### TEXTE SUPPORT
Concernant les domaines étrangers à l’alcool, la législation française interdit toutes personnes de baptiser sa marque de la même façon qu’une indication géographique ou qu’un AOC, qui constituent une antériorité absolue. Au regard de celle-ci le BNIC sera en mesure de s’opposer à l’adoption d’une marque quelle que soit la nature des produits ou services désignés par cette marque, c’est à dire même si celle-ci ne concerne non pas un spiritueux, mais une marque d’électronique. C’est ainsi que, par un arrêt de la Cour d’appel de Paris du 15 décembre 1993 les producteurs de champagne s’opposent à l’adoption d’une marque portant ce nom par la société Yves Saint Laurent.

### DONNÉES FOURNIES
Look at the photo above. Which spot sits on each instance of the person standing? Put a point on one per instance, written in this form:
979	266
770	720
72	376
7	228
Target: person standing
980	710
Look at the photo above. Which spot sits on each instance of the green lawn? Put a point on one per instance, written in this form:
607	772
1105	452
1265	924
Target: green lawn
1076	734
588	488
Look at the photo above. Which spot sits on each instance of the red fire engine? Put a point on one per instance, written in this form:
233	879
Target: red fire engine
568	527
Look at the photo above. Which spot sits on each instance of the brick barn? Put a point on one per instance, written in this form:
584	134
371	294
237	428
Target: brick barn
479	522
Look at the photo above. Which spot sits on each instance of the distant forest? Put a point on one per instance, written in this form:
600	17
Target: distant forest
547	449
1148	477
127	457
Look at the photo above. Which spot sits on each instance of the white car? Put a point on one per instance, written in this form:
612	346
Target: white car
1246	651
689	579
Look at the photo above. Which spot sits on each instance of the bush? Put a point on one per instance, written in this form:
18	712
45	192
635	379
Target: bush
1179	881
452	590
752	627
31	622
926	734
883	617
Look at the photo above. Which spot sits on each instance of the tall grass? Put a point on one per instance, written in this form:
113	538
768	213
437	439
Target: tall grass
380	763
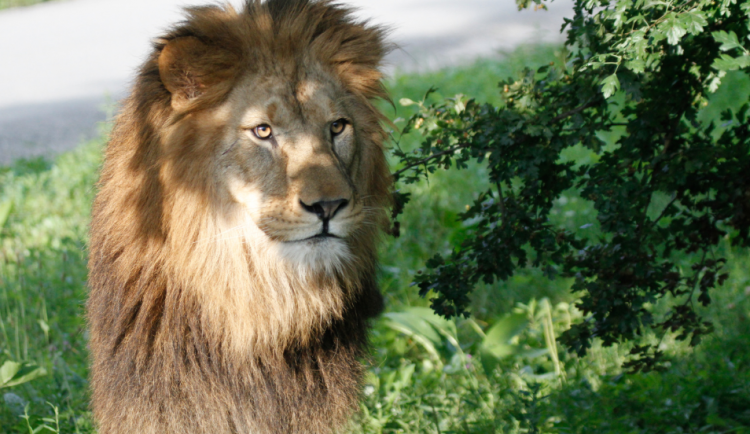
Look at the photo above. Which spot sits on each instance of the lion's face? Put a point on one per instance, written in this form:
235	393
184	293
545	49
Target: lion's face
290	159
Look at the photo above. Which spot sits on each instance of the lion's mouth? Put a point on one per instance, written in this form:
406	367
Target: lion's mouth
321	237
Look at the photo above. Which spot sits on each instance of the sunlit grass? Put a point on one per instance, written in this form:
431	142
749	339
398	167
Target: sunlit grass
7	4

### EXERCICES
1/ Mettez en forme sous la forme d'un tableau Markdown à deux colonnes, « N° » et « Contenu », les lignes des rangées allant de la ligne qui contient « of the sunlit » jusqu'à la dernière ligne des rangées, les deux incluses. Numérotez chaque ligne à partir de 1 et omettez les lignes vides.
2/ Poursuivez le texte sur la protection des indications géographiques face aux marques à partir de sa dernière phrase.

### RÉPONSES PAR EXERCICE
1/
| N° | Contenu |
|---|---|
| 1 | Look at the photo above. Which spot sits on each instance of the sunlit grass? Put a point on one per instance, written in this form: |
| 2 | 431	142 |
| 3 | 749	339 |
| 4 | 398	167 |
| 5 | Target: sunlit grass |
| 6 | 7	4 |

2/
Un spiritueux en proie à la contrefaçon :

 

La Chine, fervente amatrice de spiritueux, se présente comme une des puissances de la contrefaçon de Cognac. Cependant la France n’est pas en reste en ce qui concerne la commission de ce délit. La contrefaçon de Cognac peut prendre différentes formes. Elle s’entend aussi bien de la création d’un alcool intitulé Cognac qui ne répond pourtant en aucune façon au cahier des charges imposé par l’AOC, que de la récupération de bouteille de grand cru afin de les remplir avec un autre alcool. En tout état de cause s’il est compliqué de duper un expert en spiritueux, ce n’est pas le cas des simples profanes qui constituent la majorité des consommateurs de Cognac et qui sont les premières victimes de ce trafic.

 

Contrefaçon des bouteilles de Cognac :

 

Au-delà de l’alcool, les bouteilles elles-mêmes font l’objet de copies. En effet, le consommateur peut être facilement dupé grâce à ces dernières qui permettent théoriquement d’identifier facilement la provenance géographique du produit. Il est par exemple très facile d’imiter les étiquettes des bouteilles et notamment les polices d’écriture proches de celles des « véritables » maisons de Cognac. Tout y passe :  bouchons, étiquettes, capsules, … il est aujourd’hui de plus en plus facile de copier avec précision et qualité. C’est donc l’image de l’alcool en question qui est aussi utilisée par les faussaires. En dupant les consommateurs facilement, les contrefacteurs peuvent leur faire croire à un nouveau produit d’une même maison qu’ils connaissent déjà et surfer sur le succès du Cognac.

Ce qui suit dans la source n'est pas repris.